(Task inputs)

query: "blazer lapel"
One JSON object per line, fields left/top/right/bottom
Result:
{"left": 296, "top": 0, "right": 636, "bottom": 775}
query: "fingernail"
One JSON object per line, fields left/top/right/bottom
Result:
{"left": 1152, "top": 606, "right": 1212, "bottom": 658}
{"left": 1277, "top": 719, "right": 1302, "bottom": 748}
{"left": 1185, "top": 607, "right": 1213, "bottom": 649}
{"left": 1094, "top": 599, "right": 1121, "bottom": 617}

(End Task inputs)

§ **What the exercise asks**
The entries above are to be copied word for word.

§ **Solution**
query: "blazer lapel"
One JSON object per line, fields left/top/right/bottom
Result:
{"left": 296, "top": 0, "right": 636, "bottom": 775}
query: "fingernail"
One JSON object per line, fields left/top/right/bottom
Result:
{"left": 1152, "top": 606, "right": 1212, "bottom": 658}
{"left": 1277, "top": 719, "right": 1302, "bottom": 748}
{"left": 1185, "top": 607, "right": 1213, "bottom": 649}
{"left": 1094, "top": 599, "right": 1121, "bottom": 617}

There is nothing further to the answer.